Exercise:
Below is a set of entries. Reproduce exactly the lines from the one containing "Can you find the woman in" through the end, both included.

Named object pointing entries

[start]

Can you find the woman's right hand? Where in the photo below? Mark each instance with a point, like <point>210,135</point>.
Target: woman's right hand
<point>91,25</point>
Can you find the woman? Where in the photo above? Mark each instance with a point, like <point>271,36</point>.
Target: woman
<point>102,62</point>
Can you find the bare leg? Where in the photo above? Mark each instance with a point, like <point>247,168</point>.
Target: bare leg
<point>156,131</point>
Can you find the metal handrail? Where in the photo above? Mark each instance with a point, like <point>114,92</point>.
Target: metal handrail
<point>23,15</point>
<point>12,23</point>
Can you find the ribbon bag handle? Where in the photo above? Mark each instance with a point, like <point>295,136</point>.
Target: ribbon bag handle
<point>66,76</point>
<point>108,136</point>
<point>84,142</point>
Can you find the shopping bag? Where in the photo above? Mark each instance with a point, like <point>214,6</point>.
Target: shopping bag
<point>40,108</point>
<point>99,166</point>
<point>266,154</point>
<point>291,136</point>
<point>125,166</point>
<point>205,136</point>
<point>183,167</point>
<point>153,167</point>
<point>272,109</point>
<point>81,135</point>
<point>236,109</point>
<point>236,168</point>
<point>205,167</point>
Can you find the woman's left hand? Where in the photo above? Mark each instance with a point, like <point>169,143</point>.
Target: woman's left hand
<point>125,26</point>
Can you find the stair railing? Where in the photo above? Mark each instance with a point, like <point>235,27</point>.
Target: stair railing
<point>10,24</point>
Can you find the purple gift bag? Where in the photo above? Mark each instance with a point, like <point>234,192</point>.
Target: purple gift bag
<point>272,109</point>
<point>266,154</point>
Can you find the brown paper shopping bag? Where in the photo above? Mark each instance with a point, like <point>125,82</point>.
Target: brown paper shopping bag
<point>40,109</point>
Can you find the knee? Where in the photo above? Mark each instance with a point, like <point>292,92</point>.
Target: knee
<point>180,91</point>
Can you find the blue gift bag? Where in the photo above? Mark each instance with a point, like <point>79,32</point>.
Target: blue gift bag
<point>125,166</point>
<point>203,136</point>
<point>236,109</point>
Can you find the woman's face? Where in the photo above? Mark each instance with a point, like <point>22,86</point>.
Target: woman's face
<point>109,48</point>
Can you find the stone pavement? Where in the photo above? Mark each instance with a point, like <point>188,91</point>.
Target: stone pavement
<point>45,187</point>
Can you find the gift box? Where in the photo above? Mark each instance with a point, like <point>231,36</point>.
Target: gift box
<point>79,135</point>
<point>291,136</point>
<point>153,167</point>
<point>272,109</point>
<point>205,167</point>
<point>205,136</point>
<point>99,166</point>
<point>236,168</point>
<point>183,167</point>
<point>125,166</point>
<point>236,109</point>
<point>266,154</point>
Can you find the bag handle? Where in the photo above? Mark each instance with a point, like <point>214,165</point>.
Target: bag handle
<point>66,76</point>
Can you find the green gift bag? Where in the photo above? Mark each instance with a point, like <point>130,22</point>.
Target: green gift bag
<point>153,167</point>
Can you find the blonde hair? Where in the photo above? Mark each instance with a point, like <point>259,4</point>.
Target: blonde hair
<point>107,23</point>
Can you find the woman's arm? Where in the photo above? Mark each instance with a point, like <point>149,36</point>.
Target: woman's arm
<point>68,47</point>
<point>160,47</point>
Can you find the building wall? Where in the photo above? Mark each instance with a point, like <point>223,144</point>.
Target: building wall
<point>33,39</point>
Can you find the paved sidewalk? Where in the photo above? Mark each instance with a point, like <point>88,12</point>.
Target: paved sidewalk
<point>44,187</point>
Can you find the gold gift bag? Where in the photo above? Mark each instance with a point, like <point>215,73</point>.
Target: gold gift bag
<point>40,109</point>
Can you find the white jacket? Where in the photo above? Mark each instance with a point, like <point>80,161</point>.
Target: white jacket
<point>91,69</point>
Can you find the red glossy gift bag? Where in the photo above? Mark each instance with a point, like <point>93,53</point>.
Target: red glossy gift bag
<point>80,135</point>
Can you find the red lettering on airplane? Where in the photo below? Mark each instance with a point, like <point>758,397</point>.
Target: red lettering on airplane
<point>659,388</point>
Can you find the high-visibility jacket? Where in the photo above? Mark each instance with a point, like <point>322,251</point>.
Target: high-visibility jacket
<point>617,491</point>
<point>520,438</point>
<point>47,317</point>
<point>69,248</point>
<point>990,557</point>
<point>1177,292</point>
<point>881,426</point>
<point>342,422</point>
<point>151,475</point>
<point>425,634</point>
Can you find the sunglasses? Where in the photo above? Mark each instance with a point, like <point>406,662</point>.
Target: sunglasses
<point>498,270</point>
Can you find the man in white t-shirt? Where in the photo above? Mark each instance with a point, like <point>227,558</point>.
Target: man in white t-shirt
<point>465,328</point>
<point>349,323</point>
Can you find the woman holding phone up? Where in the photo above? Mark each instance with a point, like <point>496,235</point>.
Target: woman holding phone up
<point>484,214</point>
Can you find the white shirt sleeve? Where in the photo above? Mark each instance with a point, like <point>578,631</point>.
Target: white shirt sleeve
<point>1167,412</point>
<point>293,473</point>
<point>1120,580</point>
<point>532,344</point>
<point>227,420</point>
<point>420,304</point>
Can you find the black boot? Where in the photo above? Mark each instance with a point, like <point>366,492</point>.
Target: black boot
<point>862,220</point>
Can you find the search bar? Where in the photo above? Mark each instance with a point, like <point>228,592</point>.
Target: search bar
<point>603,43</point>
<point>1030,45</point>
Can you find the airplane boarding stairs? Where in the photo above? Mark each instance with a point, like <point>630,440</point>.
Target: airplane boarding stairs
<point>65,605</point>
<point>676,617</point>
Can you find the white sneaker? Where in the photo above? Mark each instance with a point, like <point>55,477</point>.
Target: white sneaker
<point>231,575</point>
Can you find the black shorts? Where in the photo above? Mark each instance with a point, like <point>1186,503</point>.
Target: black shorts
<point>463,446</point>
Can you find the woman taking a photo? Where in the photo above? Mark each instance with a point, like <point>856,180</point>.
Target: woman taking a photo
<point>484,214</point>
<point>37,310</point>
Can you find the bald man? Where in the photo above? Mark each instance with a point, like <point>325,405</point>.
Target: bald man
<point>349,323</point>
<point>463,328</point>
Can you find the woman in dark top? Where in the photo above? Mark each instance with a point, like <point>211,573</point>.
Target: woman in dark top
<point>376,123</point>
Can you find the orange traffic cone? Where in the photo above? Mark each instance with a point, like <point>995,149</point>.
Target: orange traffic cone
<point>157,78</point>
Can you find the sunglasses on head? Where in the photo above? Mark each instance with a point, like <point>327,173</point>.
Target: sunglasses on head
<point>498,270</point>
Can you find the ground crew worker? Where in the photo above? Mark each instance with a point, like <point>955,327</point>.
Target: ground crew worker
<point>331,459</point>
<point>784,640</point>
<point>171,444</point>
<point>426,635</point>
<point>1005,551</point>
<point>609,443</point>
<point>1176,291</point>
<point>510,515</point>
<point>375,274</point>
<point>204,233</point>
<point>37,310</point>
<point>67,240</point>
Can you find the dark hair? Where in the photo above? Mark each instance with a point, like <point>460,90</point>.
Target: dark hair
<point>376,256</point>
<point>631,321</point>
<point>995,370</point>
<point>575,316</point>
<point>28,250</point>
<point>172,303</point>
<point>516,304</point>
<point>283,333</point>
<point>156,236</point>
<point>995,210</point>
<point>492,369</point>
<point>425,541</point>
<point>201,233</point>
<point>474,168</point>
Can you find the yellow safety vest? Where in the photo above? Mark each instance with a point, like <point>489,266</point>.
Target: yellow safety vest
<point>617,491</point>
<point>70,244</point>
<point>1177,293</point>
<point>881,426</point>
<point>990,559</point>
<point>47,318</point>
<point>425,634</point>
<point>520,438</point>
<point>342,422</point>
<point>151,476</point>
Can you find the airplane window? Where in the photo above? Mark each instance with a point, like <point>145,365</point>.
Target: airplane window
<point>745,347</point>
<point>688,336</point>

[end]

Full answer:
Can you find the woman in dark top? Where in the photo above? Mark each instance with a point, like <point>211,573</point>.
Target: woman in dark top
<point>376,123</point>
Can you find the orange traffic cone? Where in the photo above? Mark each instance with a point, like <point>995,149</point>.
Target: orange traffic cone
<point>157,78</point>
Can you find the sunglasses on head? Where in the photo above? Mark each instance with a point, like <point>327,173</point>.
Target: sunglasses on head
<point>498,270</point>
Can you find the ground crew worker? Where in the photo above? Mark each instance with a point, like <point>955,327</point>.
Target: ground crew worker
<point>331,459</point>
<point>784,640</point>
<point>171,444</point>
<point>426,635</point>
<point>1005,551</point>
<point>609,443</point>
<point>1176,291</point>
<point>510,515</point>
<point>375,274</point>
<point>204,233</point>
<point>37,310</point>
<point>67,240</point>
Can you find the dark hair? Where in the photo above? Mark each instance with a point, like <point>460,90</point>.
Target: dark hair
<point>376,256</point>
<point>631,321</point>
<point>995,370</point>
<point>575,316</point>
<point>28,250</point>
<point>172,303</point>
<point>516,304</point>
<point>283,333</point>
<point>156,236</point>
<point>995,210</point>
<point>492,369</point>
<point>425,541</point>
<point>201,233</point>
<point>474,168</point>
Can you find the yellow safety vest? Where in the photo above? Mark each instance with a point, like <point>489,266</point>.
Target: yellow safety vest
<point>617,491</point>
<point>70,244</point>
<point>1177,293</point>
<point>881,426</point>
<point>990,559</point>
<point>47,318</point>
<point>425,634</point>
<point>520,438</point>
<point>342,422</point>
<point>151,476</point>
Can you find the airplane window? Where in the photo above? Mark each instance with a point, like <point>145,365</point>.
Target: airplane window
<point>745,347</point>
<point>688,336</point>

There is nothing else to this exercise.